● **TASK TO COMPLETE**: Type out the whole listing again exactly, pictures omitted.

● **RECORDS FOR THIS TASK**:
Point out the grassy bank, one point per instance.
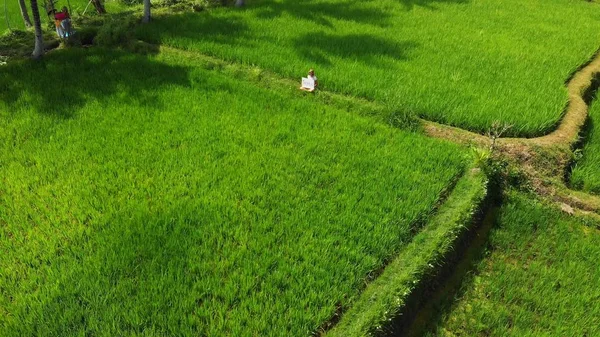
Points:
(465, 63)
(140, 197)
(390, 298)
(586, 173)
(539, 278)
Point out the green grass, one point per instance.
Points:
(586, 173)
(460, 62)
(145, 197)
(540, 278)
(388, 297)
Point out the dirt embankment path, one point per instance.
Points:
(544, 160)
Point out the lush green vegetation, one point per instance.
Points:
(586, 173)
(540, 278)
(15, 20)
(143, 197)
(460, 62)
(388, 296)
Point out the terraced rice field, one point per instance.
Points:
(586, 173)
(459, 62)
(183, 202)
(539, 277)
(190, 189)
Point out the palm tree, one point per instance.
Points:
(39, 41)
(24, 13)
(146, 17)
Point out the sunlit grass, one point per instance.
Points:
(540, 278)
(144, 198)
(461, 62)
(586, 173)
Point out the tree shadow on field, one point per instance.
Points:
(429, 4)
(323, 12)
(319, 47)
(65, 81)
(195, 27)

● **OUTPUT**:
Point out the grassy bank, one point per instance.
Points:
(465, 63)
(140, 197)
(390, 298)
(586, 173)
(539, 278)
Point out the green grass, one point per instance.
Points:
(586, 173)
(460, 62)
(145, 197)
(540, 278)
(388, 297)
Point out the dirt embankment path, one point per instance.
Points:
(544, 160)
Point out the lush green vegetation, one point per instance.
Points:
(586, 173)
(540, 278)
(15, 20)
(143, 197)
(460, 62)
(388, 296)
Point out the terraced rice field, one point per instance.
Points:
(586, 173)
(459, 62)
(183, 202)
(539, 277)
(190, 189)
Point out the palm tree, one point per instance.
Points:
(39, 41)
(24, 13)
(146, 17)
Point out the sunlit grass, one point per instance.
Points:
(540, 278)
(144, 198)
(461, 62)
(586, 173)
Point out the tree shadow on field, one point per instance.
Points:
(429, 4)
(323, 12)
(319, 47)
(65, 81)
(195, 27)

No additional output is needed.